Written task | Reproduce the material from the line containing "Task: the component shall indicate the green plant" through the end of the material, changing "green pen clip" to "green pen cap" throughout and leaving everything else unaltered.

Supplied material |
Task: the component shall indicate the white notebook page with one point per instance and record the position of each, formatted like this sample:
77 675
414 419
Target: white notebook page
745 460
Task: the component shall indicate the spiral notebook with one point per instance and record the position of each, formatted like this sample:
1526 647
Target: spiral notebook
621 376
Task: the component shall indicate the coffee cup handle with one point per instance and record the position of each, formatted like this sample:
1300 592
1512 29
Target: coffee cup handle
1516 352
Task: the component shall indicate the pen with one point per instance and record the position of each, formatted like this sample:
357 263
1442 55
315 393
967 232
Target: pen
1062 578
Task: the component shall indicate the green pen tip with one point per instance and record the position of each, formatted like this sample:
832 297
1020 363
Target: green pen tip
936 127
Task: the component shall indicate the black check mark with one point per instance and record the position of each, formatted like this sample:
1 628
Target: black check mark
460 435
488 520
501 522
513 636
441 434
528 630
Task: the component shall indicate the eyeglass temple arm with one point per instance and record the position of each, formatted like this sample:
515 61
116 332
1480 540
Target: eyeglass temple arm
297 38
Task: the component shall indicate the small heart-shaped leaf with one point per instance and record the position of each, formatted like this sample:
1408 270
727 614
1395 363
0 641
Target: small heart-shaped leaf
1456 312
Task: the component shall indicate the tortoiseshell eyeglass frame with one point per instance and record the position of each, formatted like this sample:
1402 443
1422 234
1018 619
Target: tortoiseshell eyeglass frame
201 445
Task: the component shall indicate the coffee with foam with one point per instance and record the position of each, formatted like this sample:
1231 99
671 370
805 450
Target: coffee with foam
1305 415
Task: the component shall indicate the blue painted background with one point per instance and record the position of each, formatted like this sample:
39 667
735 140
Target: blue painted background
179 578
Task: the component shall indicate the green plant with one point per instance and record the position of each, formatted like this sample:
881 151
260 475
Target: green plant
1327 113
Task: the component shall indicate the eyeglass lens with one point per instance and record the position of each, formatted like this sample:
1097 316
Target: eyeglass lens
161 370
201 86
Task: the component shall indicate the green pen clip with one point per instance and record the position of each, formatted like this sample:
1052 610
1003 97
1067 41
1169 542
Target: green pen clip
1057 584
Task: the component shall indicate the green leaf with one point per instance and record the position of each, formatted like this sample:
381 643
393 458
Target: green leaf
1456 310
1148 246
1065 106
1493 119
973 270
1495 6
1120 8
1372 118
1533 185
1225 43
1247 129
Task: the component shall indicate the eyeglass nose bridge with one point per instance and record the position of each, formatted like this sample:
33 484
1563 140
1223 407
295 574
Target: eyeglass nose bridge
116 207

Response to this exercise |
Task: the component shall indicate the green plant with one point per instance and record the position of each, formatted like this sample:
881 151
260 475
Target: green plant
1327 113
Task: the component shall indicate the eyeglass lens with one point per instance and record the position of each, formatted like this sample:
1097 316
Target: eyeglass lens
161 370
201 86
Task: the component shall indicate the green pen cap with one point per instance and record the position of each, formatted like this sample:
1052 610
1003 97
1067 41
1169 542
Target: green pen cap
1057 584
Task: the component shall indicate the green leaf with one point per instance and record the position of each, formatted like this sample:
381 643
393 458
Target: green leaf
1456 310
1148 246
1065 106
1493 119
973 270
1495 6
1120 8
1372 118
1533 185
1225 43
1247 129
Task: the component shall indicate the eyeglass nose bridge with one point per instance and record the position of each, formatted like this sample:
33 484
1563 140
1223 407
295 574
Target: eyeglass nose bridge
116 207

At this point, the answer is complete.